Stated exercise 1
From the blog post below, list the actions the writer says the McMaster rules expect once evidence of dishonesty turns up.
Stated exercise 2
In the blog post below, how many people lost time by retaking the course?

Given text
** begin **
Wednesday, March 4, 2015

Posted this on reddit, but I don't think it got "red"

Man. My blog is only ever read by people I know, and I certainly would have been more careful if I'd had any idea this was going to blow up. Friends have suggested I should clarify some points:

* Nobody suffered permanent marks on their transcript or lost marks from this

* One person lost a bunch of time retaking the course, the others had to go through an ordeal being grilled by me and were then told that I had decided not to follow up.

* I did not enjoy the grilling. Didn't really enjoy any of it after the amazing seating discovery (which may be one of the reasons it took me many years to post).

* It is not at all clear that three or four of these people were innocent: on the occasions where we've observed cheating in person, it has been collaborative.

* I followed up according to my understanding of the McMaster rules. If I find evidence of dishonesty, I'm expected to report it, investigate it, and then report my findings.
** end **
Available data
** begin **
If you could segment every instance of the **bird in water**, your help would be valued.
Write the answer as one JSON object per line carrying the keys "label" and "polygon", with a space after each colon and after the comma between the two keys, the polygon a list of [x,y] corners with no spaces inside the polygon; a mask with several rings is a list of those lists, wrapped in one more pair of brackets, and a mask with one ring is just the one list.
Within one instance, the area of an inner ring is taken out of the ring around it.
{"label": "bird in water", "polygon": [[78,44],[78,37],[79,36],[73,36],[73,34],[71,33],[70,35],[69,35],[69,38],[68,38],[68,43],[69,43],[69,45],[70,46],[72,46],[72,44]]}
** end **
Exercise result 1
- Report it
- Investigate it
- Report the findings

Exercise result 2
One person.